== Do this ==
Lay out the records from the line containing "I would be grateful if you could indicate the snow-covered bush" through the end of the records as a JSON list of strings, one string per line, with blank lines and pictures omitted.

== Excerpted data ==
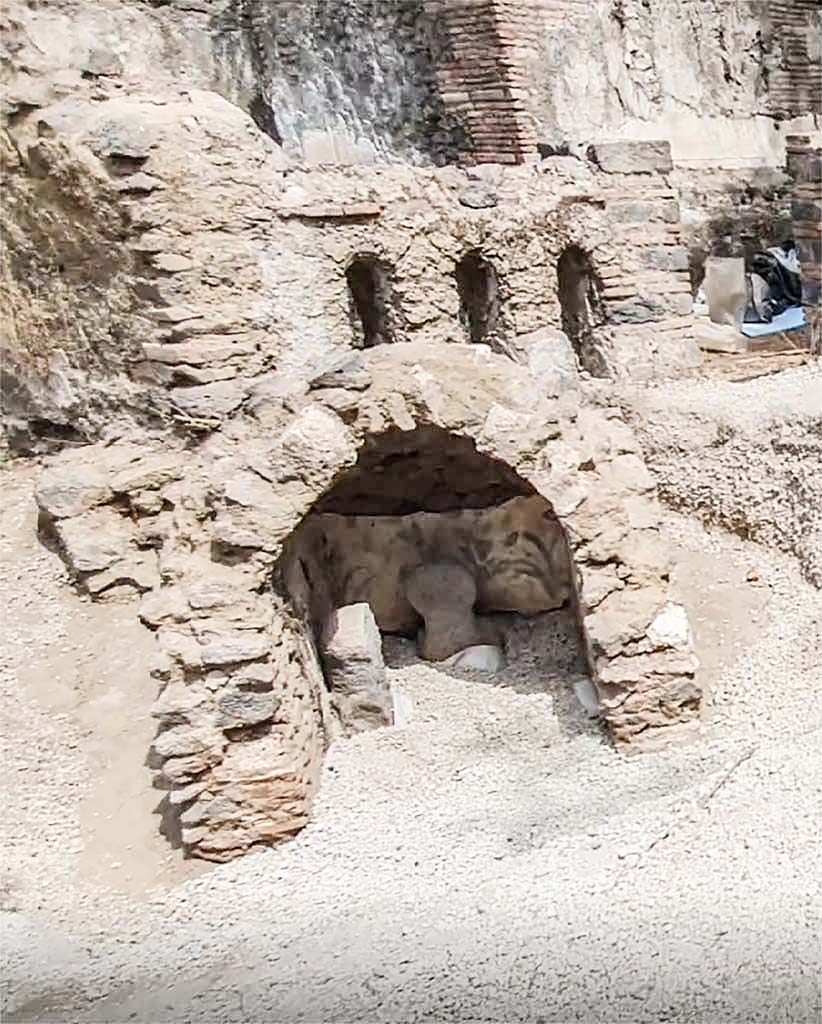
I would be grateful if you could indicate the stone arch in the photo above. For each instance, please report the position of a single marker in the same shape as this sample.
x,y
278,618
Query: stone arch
x,y
372,300
579,291
478,286
245,713
420,504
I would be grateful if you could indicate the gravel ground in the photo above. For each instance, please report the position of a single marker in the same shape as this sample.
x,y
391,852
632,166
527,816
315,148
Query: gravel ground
x,y
492,859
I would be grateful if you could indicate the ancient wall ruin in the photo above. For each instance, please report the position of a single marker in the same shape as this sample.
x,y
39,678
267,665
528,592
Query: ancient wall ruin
x,y
244,286
245,711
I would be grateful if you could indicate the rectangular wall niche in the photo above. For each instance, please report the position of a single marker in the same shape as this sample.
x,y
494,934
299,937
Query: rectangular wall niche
x,y
372,301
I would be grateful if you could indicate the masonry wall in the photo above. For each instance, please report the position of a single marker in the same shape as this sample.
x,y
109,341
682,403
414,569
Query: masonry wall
x,y
353,81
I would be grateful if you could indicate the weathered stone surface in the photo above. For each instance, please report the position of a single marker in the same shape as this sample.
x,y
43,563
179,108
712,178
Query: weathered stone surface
x,y
246,708
353,658
516,552
65,491
209,400
125,136
478,197
633,158
347,371
94,541
443,595
183,740
232,647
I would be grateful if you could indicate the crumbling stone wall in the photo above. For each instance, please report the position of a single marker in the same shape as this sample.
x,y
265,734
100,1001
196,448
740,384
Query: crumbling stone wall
x,y
244,711
232,274
348,82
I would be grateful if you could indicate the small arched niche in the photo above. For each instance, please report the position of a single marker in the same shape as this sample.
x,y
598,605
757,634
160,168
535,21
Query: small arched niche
x,y
478,286
580,301
371,300
450,558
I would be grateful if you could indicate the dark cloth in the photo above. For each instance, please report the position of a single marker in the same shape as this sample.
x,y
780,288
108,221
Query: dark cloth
x,y
772,288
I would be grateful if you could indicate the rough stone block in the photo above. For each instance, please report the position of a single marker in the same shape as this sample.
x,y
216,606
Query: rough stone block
x,y
246,708
94,541
232,647
666,258
643,211
352,656
725,289
65,491
633,158
121,136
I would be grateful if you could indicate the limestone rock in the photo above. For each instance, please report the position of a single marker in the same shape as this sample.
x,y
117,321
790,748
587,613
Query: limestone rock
x,y
182,740
352,655
94,541
479,657
444,595
125,135
229,648
633,158
478,196
346,371
246,708
70,489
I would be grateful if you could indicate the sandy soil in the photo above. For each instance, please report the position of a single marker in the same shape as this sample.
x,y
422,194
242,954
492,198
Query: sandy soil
x,y
490,859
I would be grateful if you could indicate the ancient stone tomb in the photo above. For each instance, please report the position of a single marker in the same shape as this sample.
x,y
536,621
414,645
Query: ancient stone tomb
x,y
418,489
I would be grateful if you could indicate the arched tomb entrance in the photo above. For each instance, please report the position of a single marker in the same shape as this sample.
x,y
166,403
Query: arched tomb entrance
x,y
521,488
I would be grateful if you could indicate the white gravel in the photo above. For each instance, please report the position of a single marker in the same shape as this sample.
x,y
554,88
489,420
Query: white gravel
x,y
491,860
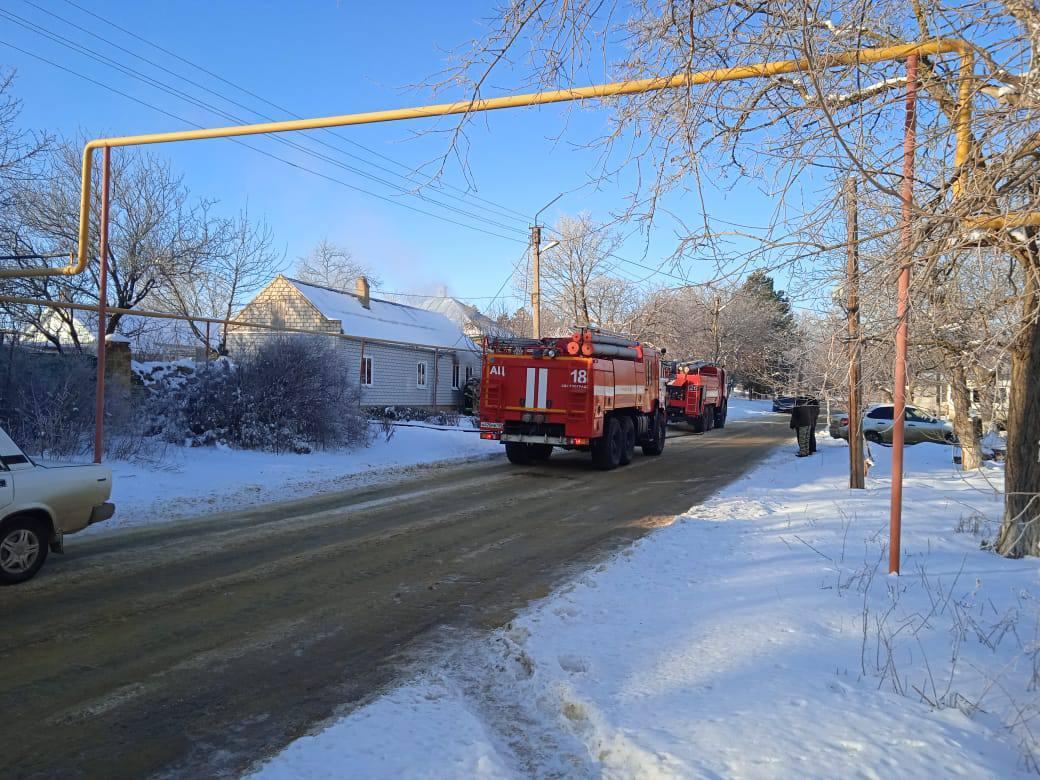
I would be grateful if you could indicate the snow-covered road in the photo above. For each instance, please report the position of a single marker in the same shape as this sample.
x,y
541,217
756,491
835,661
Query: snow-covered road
x,y
759,635
190,482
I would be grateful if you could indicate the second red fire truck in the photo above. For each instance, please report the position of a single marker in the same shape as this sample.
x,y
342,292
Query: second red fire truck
x,y
697,395
594,391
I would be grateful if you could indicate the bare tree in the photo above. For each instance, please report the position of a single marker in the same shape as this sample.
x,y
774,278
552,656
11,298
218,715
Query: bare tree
x,y
157,235
332,265
238,261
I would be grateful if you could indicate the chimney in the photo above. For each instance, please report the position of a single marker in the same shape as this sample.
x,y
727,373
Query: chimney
x,y
361,287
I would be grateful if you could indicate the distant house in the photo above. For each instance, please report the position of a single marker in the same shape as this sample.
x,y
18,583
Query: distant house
x,y
400,355
469,318
150,338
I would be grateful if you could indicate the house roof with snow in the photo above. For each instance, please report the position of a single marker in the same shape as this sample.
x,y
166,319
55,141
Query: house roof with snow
x,y
385,320
468,317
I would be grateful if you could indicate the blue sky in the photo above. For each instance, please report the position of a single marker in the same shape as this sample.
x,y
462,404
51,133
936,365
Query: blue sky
x,y
323,57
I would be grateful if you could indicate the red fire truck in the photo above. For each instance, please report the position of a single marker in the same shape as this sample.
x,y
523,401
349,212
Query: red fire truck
x,y
594,391
697,395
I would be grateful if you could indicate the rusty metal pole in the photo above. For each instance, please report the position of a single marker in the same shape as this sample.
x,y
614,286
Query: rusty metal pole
x,y
903,314
99,409
536,290
856,475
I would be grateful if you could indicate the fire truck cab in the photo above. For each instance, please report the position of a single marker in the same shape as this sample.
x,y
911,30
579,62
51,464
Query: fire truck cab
x,y
592,391
697,395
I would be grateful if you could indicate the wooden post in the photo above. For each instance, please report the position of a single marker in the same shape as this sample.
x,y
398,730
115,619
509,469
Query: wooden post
x,y
361,374
437,366
856,470
902,321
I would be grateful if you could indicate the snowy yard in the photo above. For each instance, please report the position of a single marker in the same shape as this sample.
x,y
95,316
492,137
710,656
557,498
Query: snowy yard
x,y
197,481
759,635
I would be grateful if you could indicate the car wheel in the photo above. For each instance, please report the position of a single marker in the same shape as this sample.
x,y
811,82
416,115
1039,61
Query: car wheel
x,y
721,415
628,434
606,450
24,545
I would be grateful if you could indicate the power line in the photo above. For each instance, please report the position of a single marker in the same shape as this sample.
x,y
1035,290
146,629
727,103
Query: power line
x,y
241,143
170,89
338,134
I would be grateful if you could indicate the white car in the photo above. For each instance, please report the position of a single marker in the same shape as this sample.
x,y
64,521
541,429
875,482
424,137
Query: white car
x,y
40,504
879,423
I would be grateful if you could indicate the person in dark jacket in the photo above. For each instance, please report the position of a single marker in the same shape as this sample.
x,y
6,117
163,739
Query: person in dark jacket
x,y
814,407
801,420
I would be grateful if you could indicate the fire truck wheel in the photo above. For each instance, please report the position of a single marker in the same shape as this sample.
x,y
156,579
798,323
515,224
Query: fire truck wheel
x,y
628,432
540,451
656,444
721,415
606,449
518,453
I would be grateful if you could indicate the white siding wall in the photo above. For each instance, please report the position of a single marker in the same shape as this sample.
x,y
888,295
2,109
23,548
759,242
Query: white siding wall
x,y
393,366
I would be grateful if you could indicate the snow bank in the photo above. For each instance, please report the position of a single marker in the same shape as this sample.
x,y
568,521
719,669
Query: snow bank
x,y
759,635
742,409
196,481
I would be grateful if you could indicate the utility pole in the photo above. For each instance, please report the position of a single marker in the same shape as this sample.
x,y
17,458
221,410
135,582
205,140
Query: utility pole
x,y
536,287
536,261
856,475
716,335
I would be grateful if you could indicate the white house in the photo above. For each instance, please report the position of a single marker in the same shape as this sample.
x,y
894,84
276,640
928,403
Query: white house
x,y
469,318
400,355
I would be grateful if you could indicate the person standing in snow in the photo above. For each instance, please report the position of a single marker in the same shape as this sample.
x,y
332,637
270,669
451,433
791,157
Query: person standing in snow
x,y
814,409
801,420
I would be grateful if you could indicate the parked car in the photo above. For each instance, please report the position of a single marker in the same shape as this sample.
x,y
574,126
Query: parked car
x,y
879,422
40,504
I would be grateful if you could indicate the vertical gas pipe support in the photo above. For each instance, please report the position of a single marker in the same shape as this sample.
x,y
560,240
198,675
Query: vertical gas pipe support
x,y
99,409
856,470
903,315
536,292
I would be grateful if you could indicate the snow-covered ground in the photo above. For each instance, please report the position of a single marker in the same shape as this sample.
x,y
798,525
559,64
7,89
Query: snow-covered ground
x,y
197,481
759,635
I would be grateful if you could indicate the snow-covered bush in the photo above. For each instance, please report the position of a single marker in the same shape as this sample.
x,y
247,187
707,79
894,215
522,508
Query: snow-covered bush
x,y
290,394
47,401
47,406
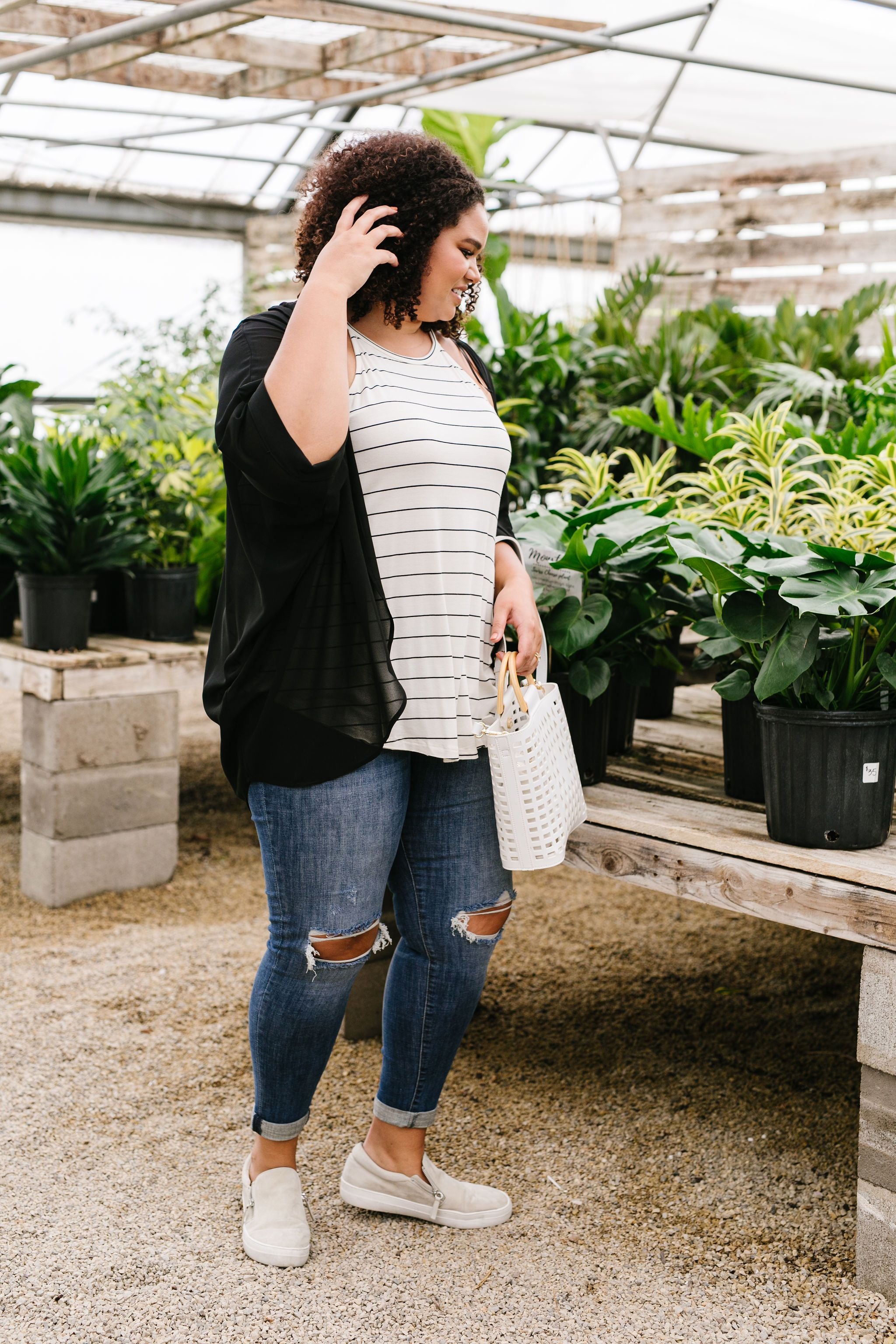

== Solved exercise ==
[
  "I would be grateful if you could indicate the snow-covered bush in the photo above. For each instance, please report the position of a single marker in the same shape as this sample.",
  "x,y",
  "247,187",
  "707,79",
  "894,215",
  "522,508",
  "Query: snow-covered bush",
  "x,y",
  "290,394",
  "47,401",
  "47,406"
]